Exercise goal:
The output should be identical to the entries that follow.

Records:
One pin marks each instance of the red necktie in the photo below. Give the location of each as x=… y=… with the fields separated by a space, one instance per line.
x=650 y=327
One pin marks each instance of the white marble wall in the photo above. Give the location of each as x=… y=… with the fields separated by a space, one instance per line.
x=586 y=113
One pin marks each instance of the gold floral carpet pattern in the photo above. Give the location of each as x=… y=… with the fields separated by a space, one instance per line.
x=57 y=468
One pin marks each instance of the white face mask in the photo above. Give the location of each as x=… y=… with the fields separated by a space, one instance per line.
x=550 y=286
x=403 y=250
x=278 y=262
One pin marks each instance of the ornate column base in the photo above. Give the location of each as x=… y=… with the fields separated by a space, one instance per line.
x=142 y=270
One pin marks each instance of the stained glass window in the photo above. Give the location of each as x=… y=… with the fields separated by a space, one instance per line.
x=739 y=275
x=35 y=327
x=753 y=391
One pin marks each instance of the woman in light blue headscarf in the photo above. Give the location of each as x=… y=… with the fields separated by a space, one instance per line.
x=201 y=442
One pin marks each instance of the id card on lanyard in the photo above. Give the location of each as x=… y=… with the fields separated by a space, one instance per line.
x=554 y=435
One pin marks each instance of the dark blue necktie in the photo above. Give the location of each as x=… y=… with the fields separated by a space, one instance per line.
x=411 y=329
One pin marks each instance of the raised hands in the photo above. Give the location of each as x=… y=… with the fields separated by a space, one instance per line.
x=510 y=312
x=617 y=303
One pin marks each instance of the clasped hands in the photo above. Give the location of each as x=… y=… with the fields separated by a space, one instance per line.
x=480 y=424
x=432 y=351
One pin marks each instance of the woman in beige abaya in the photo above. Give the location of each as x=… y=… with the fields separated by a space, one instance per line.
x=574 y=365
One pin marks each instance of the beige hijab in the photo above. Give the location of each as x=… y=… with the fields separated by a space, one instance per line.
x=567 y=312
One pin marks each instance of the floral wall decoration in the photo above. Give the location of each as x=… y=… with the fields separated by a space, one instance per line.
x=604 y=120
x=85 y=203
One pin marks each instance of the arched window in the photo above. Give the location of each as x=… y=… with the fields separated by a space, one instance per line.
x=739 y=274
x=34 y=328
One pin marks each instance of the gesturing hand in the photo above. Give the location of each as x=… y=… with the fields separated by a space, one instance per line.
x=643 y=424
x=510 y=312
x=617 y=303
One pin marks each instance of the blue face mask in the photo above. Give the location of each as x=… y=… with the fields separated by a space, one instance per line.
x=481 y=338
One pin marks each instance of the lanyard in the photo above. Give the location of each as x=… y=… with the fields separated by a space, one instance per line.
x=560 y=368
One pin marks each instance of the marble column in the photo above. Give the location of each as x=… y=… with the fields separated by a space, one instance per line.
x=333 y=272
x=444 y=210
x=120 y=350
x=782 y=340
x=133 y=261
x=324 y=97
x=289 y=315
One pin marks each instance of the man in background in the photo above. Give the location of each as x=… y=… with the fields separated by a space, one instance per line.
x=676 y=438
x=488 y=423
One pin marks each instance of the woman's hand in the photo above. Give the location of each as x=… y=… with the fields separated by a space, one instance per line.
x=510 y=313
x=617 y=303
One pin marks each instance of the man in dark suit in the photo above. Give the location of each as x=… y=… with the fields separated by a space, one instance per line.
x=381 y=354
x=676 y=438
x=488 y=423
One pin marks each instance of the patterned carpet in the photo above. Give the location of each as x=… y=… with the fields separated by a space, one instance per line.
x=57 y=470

Answer section:
One pin marks each instance of the red necktie in the photo below. Give the location of each as x=… y=… with the fields separated by a space, one instance per line.
x=650 y=327
One pin marks each instance of the white marble wall in the photo above. Give the location of each as x=… y=… with the fields separated by a space, one instance per line.
x=586 y=113
One pin marks each instance of the gold floral carpet pattern in the photo above. Give the location of each as x=… y=… with the fields separated by a space, one instance per line.
x=57 y=468
One pin marks each instance of the white face mask in the photo above. Give the location of each as x=… y=… with the fields separated by a space, one instance per line.
x=550 y=286
x=403 y=250
x=278 y=262
One pin marks each instance of the ornate column base in the photo above. Give the location of each as x=… y=… with the fields separated by a space, one instance per line.
x=142 y=270
One pin marks each instance of the stained glass window in the photo above. Give the location of each as x=… y=… with the fields separated by a space, one instance per line.
x=739 y=275
x=35 y=327
x=753 y=391
One pin marks each instance of the woman in light blue headscarf in the photo above. Give the location of each as x=… y=… with the fields separated by a space, one instance per line.
x=201 y=442
One pin marks each instance of the id card on lanyard in the photo above. Give the location of each as x=… y=… with the fields separated by a space, one instance per line.
x=554 y=435
One pin marks each instance of the dark blue necktie in the photo above. Give the location of each as x=… y=… with the fields separated by a space, one instance per line.
x=411 y=329
One pin marks each instance of the raised hands in the photo above. Give the location of each as x=… y=… with the fields separated by a space, one instance per line.
x=510 y=312
x=617 y=303
One pin marks each instance of the clasped hands in the photo above. Give the location of each as x=… y=… with the fields separated by a space, one instance per line.
x=480 y=424
x=432 y=351
One pin marks each instance of the woman in beige abaya in the photo above. Give the location of each as x=… y=… with the fields separated by a space, one instance per line.
x=574 y=365
One pin marks each instance of the beige hijab in the photo above. Give the location of each as x=… y=… with the fields separated by a space, one instance per line.
x=567 y=312
One pin marks each instance of the floral wall decoration in the photo above. Give the location of each as x=… y=… with the fields separated by a space, one instance per line.
x=604 y=120
x=85 y=203
One pin marks each instance of the arched window in the photo above. Give the location of each as x=… y=… with the fields separated by a space, one instance per line.
x=739 y=274
x=34 y=328
One pin marks each instance of the gesturing hand in the photo above. Give the location of each as x=… y=… with the fields separated by a space, one instance per line.
x=643 y=424
x=510 y=312
x=617 y=303
One pin marks each instance of the blue face mask in the photo above. Give the location of each as x=… y=… with the fields separated by a space, one instance per line.
x=481 y=338
One pin marks each instance of the lanyard in the photo above. Give the location of each as x=… y=… with the fields separated by a space, one instance per line.
x=560 y=368
One pin marks each instance of the marble column in the photo above. Give the location of each as x=… y=… with the fields separated by a space, one instance per line.
x=333 y=272
x=444 y=210
x=120 y=350
x=782 y=340
x=133 y=261
x=324 y=97
x=289 y=315
One pin marks each instance of the man in background in the photo above. Give the location of each as x=… y=… with the fields separated by a space, one instance per line.
x=676 y=438
x=488 y=423
One pin marks each instance of the woman's hand in the photo above. Give the location of each as x=… y=… with the fields separated by a space, one instance per line.
x=510 y=313
x=617 y=303
One pin marks each instance of the man in dark suit in the photo above. Give the location of each as x=… y=… with the fields separated by a space, one instance per line.
x=381 y=354
x=676 y=438
x=488 y=423
One pin marks each instance of the patterned carpet in the photo above. Give the location of each as x=… y=… with the fields separated by a space, one instance per line.
x=57 y=470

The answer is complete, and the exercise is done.